The problem:
List every line in the listing below that contains the string "sepal", matching case exactly.
··· Records for this task
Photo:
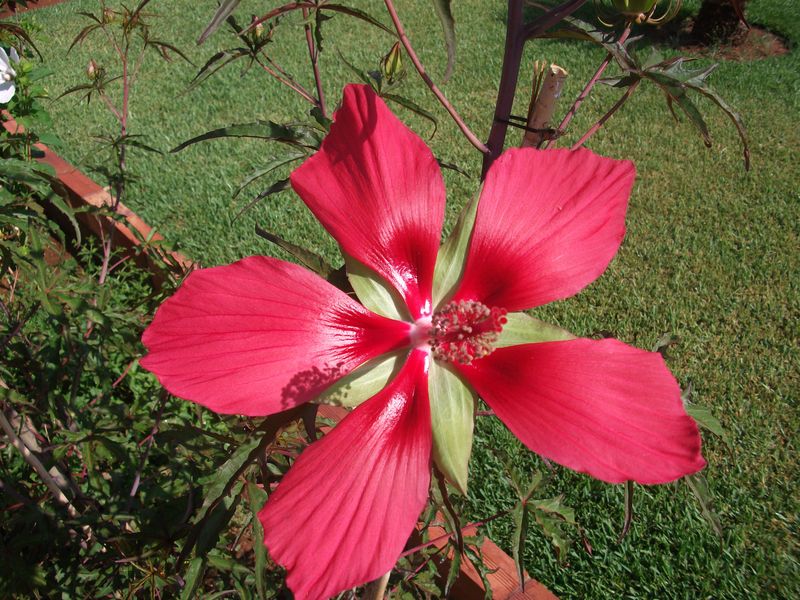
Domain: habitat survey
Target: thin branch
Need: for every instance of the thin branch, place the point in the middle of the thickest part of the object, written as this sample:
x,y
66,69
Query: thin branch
x,y
551,18
37,466
376,589
512,58
313,54
447,536
149,440
278,73
517,33
586,90
606,116
473,139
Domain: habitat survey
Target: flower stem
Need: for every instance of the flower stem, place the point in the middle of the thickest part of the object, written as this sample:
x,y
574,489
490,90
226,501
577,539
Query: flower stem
x,y
590,85
517,33
593,129
313,53
398,25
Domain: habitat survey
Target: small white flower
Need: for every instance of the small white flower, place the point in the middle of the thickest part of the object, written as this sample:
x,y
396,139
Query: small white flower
x,y
7,75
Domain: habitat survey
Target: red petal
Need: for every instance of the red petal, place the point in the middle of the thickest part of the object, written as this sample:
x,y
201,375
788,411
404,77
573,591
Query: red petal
x,y
548,224
598,407
260,336
377,188
344,511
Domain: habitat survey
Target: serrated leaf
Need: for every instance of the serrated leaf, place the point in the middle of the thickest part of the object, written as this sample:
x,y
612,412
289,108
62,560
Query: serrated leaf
x,y
453,571
297,135
699,486
445,14
414,107
226,7
364,382
452,421
374,292
215,63
453,254
268,168
521,328
308,259
551,514
707,420
278,186
734,116
193,577
219,482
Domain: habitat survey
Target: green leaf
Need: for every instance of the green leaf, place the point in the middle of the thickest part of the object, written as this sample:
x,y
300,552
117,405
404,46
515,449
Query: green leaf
x,y
268,168
707,420
278,186
215,63
414,107
453,571
452,421
218,483
295,135
374,292
445,15
521,522
453,254
226,7
699,486
257,499
521,328
308,259
364,382
551,515
193,577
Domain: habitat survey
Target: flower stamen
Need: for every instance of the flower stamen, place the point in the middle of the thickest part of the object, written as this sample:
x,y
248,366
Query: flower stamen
x,y
464,331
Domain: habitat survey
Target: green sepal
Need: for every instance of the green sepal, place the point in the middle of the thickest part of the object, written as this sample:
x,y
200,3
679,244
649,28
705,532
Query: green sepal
x,y
374,292
453,255
524,329
452,419
364,382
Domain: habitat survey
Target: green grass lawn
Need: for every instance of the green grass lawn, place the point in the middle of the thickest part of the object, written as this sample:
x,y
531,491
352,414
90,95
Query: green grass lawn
x,y
711,256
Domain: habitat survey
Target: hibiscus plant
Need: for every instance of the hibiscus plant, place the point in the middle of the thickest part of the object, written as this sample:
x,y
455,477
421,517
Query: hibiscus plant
x,y
410,339
418,336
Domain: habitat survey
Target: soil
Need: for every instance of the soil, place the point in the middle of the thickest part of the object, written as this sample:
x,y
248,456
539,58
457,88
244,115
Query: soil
x,y
757,43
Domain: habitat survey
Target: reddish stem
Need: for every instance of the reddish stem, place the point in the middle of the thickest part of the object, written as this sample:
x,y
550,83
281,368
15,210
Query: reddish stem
x,y
590,85
313,54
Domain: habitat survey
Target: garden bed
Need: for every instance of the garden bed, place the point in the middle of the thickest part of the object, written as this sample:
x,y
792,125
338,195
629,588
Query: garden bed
x,y
709,257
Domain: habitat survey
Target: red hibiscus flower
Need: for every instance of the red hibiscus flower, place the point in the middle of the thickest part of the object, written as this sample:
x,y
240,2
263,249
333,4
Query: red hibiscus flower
x,y
441,326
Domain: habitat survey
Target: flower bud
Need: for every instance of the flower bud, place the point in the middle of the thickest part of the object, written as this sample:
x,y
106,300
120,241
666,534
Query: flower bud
x,y
392,67
92,70
634,8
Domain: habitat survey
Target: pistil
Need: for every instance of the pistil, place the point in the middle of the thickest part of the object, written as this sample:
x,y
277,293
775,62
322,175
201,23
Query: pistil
x,y
464,331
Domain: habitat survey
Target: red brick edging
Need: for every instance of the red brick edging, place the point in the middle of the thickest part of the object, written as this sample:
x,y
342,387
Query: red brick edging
x,y
84,192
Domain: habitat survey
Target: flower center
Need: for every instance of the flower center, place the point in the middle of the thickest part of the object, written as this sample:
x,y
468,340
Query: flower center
x,y
465,330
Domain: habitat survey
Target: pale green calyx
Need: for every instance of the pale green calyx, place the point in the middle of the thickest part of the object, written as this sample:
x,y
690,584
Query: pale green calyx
x,y
452,420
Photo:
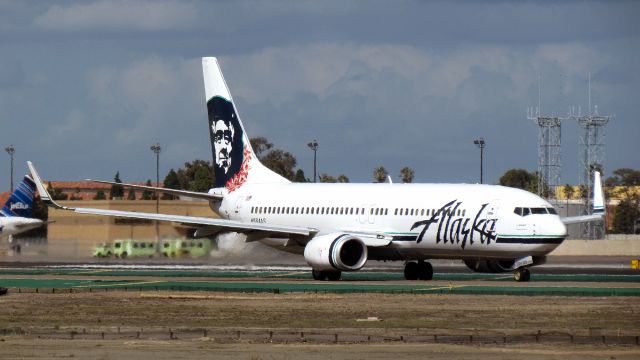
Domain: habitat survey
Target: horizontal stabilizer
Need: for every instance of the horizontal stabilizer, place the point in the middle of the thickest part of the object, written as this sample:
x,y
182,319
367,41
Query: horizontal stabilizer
x,y
191,194
598,211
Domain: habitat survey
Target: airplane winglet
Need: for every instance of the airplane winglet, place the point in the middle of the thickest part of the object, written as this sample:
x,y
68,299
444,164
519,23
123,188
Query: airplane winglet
x,y
44,194
598,194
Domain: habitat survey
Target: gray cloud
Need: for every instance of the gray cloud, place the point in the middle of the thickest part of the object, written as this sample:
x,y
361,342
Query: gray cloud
x,y
118,15
85,88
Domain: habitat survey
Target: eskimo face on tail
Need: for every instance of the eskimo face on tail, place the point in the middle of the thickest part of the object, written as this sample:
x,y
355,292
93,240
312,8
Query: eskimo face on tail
x,y
21,201
231,155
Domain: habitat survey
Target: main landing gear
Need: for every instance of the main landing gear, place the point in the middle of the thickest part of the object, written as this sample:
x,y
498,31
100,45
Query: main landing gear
x,y
326,275
418,270
521,275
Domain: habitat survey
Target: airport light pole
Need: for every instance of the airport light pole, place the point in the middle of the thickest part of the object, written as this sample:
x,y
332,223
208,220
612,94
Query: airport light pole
x,y
11,150
314,146
156,149
480,143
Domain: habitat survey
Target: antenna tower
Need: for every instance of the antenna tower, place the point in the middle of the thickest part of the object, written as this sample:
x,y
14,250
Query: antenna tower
x,y
592,157
549,149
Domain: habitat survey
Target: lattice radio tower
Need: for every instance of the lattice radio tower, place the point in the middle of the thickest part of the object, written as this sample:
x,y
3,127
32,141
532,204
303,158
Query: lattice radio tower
x,y
549,150
592,157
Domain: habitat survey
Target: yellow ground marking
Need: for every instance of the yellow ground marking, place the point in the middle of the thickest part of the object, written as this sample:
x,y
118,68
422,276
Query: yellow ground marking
x,y
121,284
449,287
289,274
85,272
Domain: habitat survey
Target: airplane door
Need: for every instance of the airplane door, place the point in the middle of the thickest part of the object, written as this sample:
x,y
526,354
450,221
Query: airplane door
x,y
363,217
367,214
492,209
238,204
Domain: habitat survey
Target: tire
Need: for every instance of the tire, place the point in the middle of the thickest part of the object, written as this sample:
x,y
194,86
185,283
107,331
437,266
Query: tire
x,y
522,275
411,270
425,271
318,275
333,275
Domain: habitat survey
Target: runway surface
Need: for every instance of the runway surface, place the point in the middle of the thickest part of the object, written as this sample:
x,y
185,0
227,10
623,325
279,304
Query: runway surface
x,y
609,281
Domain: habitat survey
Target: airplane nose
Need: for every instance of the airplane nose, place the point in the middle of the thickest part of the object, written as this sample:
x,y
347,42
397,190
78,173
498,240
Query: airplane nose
x,y
558,228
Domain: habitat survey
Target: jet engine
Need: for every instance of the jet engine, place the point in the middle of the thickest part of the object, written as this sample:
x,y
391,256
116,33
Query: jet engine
x,y
497,266
336,251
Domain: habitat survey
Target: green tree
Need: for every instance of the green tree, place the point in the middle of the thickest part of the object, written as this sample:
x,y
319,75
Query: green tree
x,y
626,215
343,178
171,181
327,178
187,175
56,194
117,191
147,194
76,195
627,212
100,195
202,180
281,162
299,177
380,174
568,193
519,178
407,174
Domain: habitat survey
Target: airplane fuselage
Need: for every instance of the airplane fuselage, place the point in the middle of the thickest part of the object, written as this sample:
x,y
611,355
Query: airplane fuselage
x,y
17,225
422,220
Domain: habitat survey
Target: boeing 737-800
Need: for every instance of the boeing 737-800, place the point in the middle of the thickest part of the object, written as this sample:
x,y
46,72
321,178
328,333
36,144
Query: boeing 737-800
x,y
339,227
15,216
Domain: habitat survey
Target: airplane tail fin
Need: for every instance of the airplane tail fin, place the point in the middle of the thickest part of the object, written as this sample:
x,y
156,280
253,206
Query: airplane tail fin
x,y
234,161
21,201
598,195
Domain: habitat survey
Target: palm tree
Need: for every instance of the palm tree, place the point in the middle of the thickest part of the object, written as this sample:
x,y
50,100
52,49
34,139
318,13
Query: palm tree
x,y
568,192
406,174
380,174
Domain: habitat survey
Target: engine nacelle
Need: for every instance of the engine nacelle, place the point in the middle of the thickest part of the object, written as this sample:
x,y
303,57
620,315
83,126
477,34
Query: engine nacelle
x,y
497,266
336,251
······
Final result:
Target: green sepal
Need: for every instance of the green sepal, place the point in the middle of the thickest part of the object, written as this sample:
Query: green sepal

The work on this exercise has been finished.